# Objective:
How many lines in the records below contain the string "pink"? Reply with the number alone.

— start Items —

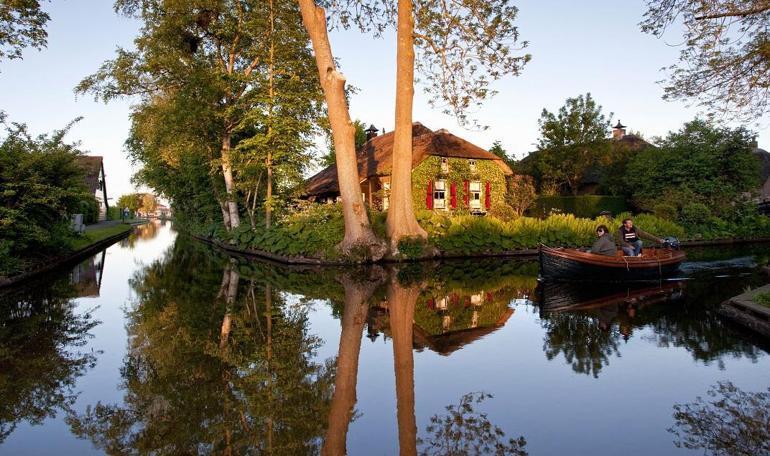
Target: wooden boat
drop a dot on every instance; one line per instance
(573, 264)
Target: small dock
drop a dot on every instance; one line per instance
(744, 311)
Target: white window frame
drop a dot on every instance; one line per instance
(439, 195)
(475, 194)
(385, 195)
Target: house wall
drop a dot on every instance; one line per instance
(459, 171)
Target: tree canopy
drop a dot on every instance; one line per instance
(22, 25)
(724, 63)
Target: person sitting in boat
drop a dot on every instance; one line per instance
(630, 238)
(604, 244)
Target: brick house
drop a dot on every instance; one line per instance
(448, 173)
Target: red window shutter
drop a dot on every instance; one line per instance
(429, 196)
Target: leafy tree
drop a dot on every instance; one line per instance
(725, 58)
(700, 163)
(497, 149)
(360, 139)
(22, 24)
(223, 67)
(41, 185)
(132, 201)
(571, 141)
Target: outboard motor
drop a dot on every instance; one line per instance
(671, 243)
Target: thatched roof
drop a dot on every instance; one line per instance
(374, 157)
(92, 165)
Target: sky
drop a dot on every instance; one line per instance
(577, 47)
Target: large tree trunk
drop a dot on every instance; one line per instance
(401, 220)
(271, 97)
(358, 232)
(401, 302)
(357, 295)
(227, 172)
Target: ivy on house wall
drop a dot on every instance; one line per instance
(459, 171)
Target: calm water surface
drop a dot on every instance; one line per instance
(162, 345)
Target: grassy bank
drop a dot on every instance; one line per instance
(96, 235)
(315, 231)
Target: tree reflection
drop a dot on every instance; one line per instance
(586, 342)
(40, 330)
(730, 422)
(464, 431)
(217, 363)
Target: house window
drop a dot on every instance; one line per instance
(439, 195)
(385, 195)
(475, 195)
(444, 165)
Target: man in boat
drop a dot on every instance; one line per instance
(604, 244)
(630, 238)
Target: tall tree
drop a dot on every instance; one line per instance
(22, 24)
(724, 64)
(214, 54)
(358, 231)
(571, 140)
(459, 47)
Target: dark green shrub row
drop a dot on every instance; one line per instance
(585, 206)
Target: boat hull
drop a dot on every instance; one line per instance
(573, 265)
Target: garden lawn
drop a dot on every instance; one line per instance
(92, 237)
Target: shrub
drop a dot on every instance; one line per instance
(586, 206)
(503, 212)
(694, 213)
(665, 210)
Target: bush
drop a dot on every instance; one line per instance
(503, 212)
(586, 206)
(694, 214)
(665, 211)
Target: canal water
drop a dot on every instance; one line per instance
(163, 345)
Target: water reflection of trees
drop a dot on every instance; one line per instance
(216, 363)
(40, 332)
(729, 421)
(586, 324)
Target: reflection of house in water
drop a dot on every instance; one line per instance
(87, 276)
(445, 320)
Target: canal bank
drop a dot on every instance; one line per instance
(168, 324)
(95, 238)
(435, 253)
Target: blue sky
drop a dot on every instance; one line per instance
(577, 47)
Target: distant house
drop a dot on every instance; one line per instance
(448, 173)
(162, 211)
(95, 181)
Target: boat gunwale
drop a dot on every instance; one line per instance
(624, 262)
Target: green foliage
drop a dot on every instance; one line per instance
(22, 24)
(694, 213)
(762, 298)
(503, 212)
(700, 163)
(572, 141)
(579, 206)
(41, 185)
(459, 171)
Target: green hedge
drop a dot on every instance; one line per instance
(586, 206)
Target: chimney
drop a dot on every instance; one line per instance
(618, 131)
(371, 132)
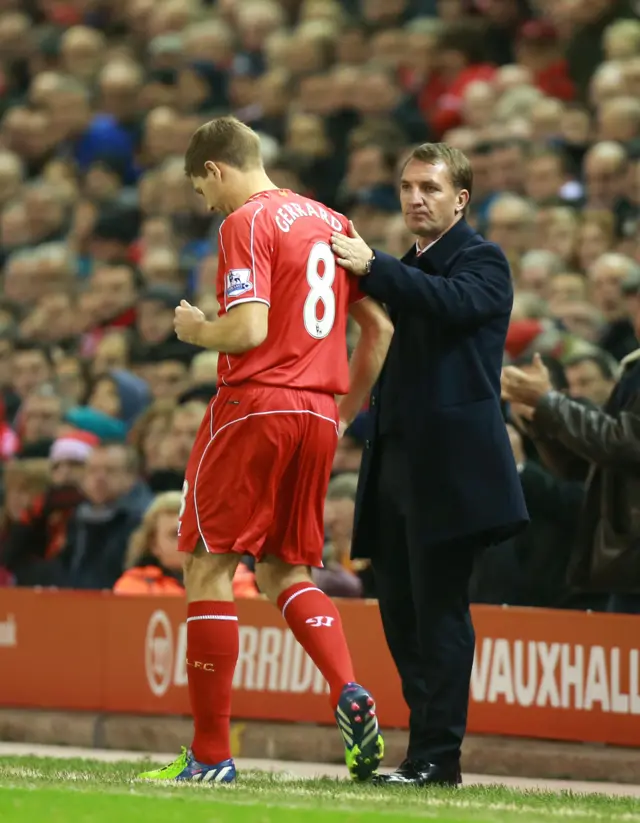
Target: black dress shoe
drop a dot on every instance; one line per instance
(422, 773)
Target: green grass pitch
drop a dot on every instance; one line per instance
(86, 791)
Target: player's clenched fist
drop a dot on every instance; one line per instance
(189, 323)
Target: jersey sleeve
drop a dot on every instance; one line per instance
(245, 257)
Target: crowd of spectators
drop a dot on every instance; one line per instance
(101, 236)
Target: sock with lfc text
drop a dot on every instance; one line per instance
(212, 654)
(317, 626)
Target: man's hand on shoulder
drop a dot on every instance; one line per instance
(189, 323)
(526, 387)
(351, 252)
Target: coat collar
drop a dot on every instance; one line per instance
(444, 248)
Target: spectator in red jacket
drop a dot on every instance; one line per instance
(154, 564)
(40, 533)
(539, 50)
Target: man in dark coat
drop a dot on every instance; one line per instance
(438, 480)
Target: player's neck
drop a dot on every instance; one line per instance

— end Items —
— start Items —

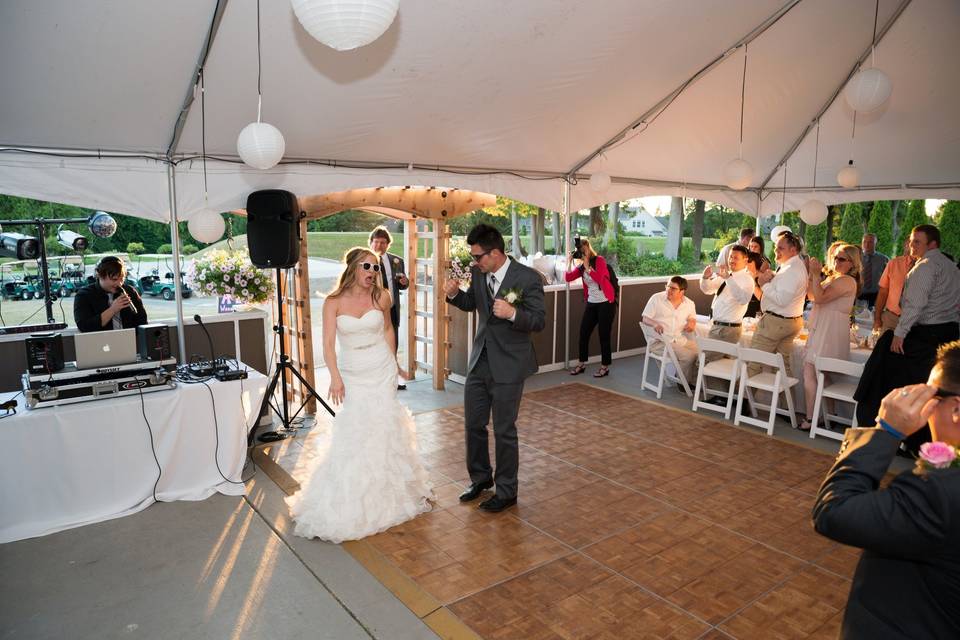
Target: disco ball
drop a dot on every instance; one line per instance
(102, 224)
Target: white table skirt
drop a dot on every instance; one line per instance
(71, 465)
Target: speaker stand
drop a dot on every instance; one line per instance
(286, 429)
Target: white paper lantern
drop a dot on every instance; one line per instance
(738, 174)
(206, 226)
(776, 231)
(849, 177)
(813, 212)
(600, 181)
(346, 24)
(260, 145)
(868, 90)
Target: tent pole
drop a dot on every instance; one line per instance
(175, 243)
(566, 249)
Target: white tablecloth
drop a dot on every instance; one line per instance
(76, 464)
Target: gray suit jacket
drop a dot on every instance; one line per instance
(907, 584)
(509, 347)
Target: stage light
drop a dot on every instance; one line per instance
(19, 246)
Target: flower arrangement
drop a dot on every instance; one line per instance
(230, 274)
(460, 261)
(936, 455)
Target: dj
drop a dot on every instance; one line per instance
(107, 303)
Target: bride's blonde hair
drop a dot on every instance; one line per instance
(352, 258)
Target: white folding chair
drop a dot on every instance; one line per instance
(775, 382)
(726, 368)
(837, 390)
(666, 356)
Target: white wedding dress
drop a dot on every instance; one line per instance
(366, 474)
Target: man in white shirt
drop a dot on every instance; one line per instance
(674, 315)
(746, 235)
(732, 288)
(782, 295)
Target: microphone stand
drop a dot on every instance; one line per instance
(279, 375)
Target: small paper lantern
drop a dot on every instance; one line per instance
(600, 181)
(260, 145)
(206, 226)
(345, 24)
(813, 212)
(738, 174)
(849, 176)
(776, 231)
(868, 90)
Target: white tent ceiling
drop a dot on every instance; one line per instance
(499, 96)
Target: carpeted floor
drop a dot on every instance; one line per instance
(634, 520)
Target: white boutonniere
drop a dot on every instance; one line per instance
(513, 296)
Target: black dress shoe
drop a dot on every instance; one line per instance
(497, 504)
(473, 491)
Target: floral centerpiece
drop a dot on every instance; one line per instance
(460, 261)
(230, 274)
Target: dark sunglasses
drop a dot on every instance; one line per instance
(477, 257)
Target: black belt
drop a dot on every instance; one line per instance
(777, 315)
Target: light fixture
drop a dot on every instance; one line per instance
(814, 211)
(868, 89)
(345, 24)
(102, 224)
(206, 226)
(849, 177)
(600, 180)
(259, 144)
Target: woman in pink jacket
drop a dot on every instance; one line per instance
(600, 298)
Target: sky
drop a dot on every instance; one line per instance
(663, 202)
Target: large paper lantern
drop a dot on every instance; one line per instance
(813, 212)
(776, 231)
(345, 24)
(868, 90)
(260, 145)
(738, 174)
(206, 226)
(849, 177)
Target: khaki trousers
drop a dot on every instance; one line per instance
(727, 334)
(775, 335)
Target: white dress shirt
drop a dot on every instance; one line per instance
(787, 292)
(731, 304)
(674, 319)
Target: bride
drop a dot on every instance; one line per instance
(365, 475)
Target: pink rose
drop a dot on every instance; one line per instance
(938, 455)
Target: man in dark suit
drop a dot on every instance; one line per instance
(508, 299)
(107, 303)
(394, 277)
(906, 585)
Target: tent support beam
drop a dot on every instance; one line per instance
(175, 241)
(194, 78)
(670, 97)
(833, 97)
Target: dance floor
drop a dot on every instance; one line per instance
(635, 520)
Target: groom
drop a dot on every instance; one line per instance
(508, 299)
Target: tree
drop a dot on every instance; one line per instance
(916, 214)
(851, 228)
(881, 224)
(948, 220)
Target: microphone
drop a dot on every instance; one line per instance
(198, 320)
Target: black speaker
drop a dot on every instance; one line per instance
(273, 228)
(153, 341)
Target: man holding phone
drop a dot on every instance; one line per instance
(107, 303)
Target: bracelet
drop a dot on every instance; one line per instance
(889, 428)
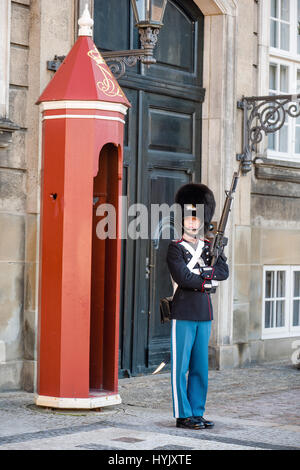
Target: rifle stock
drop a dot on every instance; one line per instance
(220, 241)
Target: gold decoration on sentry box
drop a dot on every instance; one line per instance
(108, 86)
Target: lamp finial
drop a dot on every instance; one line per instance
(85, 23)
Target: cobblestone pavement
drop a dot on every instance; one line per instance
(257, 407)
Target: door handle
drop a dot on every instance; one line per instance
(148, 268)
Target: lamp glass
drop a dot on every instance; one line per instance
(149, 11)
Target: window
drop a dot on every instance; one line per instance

— end Items —

# Output for this exercise:
2